Exercise details ▸
A word-for-word restatement of every record is required.

(Records from a collection)
[Start of Attachment]

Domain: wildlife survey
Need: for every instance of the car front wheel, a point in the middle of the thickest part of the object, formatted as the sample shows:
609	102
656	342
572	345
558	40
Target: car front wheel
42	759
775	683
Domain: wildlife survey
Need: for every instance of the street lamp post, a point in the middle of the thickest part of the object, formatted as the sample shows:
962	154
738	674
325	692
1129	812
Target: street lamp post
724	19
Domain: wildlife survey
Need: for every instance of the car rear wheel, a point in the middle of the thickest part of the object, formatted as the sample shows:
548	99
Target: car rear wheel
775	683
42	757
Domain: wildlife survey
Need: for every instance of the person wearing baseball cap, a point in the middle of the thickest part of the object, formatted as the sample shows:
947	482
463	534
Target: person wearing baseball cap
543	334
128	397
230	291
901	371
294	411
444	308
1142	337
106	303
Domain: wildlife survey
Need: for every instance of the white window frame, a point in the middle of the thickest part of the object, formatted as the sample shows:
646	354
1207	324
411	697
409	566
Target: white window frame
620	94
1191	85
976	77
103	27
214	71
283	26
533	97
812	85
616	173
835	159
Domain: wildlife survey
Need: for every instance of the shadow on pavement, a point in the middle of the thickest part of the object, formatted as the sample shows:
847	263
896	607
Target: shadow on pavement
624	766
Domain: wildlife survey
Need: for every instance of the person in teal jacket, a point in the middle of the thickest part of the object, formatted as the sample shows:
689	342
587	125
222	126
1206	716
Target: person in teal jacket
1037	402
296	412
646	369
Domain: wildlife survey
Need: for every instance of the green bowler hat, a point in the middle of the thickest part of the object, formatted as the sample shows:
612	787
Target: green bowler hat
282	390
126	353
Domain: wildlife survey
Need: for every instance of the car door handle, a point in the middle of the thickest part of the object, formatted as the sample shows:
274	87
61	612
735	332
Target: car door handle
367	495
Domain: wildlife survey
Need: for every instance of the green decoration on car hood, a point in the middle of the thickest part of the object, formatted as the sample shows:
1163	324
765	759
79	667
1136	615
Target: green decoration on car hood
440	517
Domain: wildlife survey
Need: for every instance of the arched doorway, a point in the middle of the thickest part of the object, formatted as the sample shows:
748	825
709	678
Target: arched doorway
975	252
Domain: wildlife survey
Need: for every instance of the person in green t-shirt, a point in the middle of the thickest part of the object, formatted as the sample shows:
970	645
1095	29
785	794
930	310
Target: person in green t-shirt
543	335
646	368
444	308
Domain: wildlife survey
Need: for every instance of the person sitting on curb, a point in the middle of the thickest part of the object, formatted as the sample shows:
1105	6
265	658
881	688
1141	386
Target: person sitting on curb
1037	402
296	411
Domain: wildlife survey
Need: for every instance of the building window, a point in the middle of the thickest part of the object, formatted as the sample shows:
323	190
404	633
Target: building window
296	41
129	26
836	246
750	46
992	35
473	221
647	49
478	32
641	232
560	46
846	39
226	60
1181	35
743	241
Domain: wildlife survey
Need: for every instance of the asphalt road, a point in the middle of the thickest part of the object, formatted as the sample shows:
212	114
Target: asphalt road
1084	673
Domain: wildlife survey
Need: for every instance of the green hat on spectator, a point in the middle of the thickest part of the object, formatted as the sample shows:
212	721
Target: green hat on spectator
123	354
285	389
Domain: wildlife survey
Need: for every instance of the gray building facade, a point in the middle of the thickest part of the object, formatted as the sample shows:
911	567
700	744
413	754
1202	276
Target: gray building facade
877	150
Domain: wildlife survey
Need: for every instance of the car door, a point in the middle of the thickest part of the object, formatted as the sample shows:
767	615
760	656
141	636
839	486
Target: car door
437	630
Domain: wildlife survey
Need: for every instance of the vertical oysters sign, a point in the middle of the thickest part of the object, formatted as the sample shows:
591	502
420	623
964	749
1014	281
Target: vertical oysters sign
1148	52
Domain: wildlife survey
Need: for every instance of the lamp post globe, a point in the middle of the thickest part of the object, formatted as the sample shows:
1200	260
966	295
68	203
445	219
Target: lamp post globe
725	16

[End of Attachment]

Answer for this exercise ▸
Domain: wildlife survey
Need: for every instance of the car front wheel, a point in the middle of the thickest part of the object, formatted as the sample shows:
609	102
656	342
572	345
558	40
Target: car front wheel
42	759
775	683
Domain: wildlife survey
Need: for every instance of the street lamp post, a point in the middle of the thickest part of the object, formatted as the sample shows:
962	154
738	674
325	692
1129	812
Target: street lamp post
724	19
Domain: wildlife survey
Need: for every instance of the car rear wheel, a point in the middle of the thickest part of the object, formatted as the sample shows:
548	99
Target: car rear wheel
775	683
42	757
Domain: wildlife survey
Need: for every instance of the person wearing baseball cap, a point in the middle of the thickest part of the object, formatted as the sample shows:
947	482
463	534
Target: person wearing baseball cap
543	334
128	397
230	291
901	371
294	411
444	308
1142	337
106	303
Domain: wildlife survey
Need: for every instance of the white window frame, a point in the middle of the thickest part of the object, formatted as the sample shows:
646	354
1207	324
411	697
409	566
Target: white window frame
620	94
1191	85
976	77
103	27
214	71
283	26
533	97
812	85
616	173
835	159
Domain: wildlife survey
Need: for every instance of the shadow on pavement, a point in the middle of the thickest part of the object, formatted as the sample shows:
847	263
896	607
Target: shadow on pavement
624	766
Domain: wildlife survey
Need: for every instance of the person in teal jacket, a point in the middle of the thickest part of the object, formatted as the sample shows:
689	342
587	125
222	126
1206	716
Target: person in teal jacket
1037	402
296	412
646	369
Domain: wildlife survey
Need: for every instance of the green bowler hat, a point in the middle of the thickest part of the object, formatted as the sample shows:
612	787
Target: green bowler hat
282	390
126	353
Domain: wildlife survey
Need: for every instance of the car door handle, a point in the middle of the thickest part of the object, formatted as the sample shows:
274	87
61	612
735	332
Target: car door handle
367	495
Domain: wildlife survey
Need: for every instance of the green decoration on car hood, a point in the middle of the thickest part of the object, formatted as the sample shows:
1163	324
765	759
79	667
1136	615
Target: green decoration on car hood
440	517
Domain: wildlife survey
Need: for every instance of the arched doorway, a point in the middle of the thickest part of the object, formatted as the sample shows:
748	825
709	678
Target: arched doorway
975	252
Domain: wildlife survey
Need: for every instance of the person in green t-shirt, a point in the middle of the thickest part of the object, formatted as the sample shows:
970	645
1095	29
785	794
930	310
Target: person in green t-shirt
543	335
646	368
444	308
Domain: wildlife survey
Need: for every instance of the person sitting on curb, a point in the middle of the thickest part of the object, formatted as the sample shows:
1105	6
265	658
881	688
1141	386
Target: person sitting on curb
1037	402
296	411
Domain: wildlife survey
Need: for every instance of the building window, a point in the middle of the thickest part of the object, formatted as the sample shows:
323	190
404	633
Target: building window
296	41
129	26
836	246
750	46
992	35
473	221
647	49
478	32
641	232
560	46
846	39
226	60
1181	35
743	241
Domain: wildlife survey
Need: for every instance of the asphalt road, a point in the middle of the thickest part of the object, formatted as the sample shows:
212	114
Target: asphalt road
1084	673
Domain: wildlife survey
Need: for every instance of the green hat on spectator, a point in the middle of the thickest part of the object, formatted as the sample shows:
212	721
Target: green hat on spectator
123	354
285	389
Domain: wildlife survey
Need: for every instance of the gray building facade, a point in the middle of the thickest part of the object, formatted as the sample shows:
911	567
700	744
413	754
1202	276
Target: gray building facade
877	150
Domain: wildlife survey
Need: for every instance of the car door, a point in the middle of the thickest part of the object, formatted as the sample shows:
767	615
760	656
141	636
839	486
Target: car door
437	630
Domain: wildlife survey
Need: for every instance of the vertical oysters sign, a point in the middle of the thickest part of the object, formatted as the sample shows:
591	502
420	623
964	749
1014	281
Target: vertical oysters sign
1148	52
Domain: wildlife survey
Need: for every instance of the lamp post globe, a point in the middle of the thickest part of the object, formatted as the sample shows:
1200	260
966	295
68	203
445	219
Target: lamp post globe
725	16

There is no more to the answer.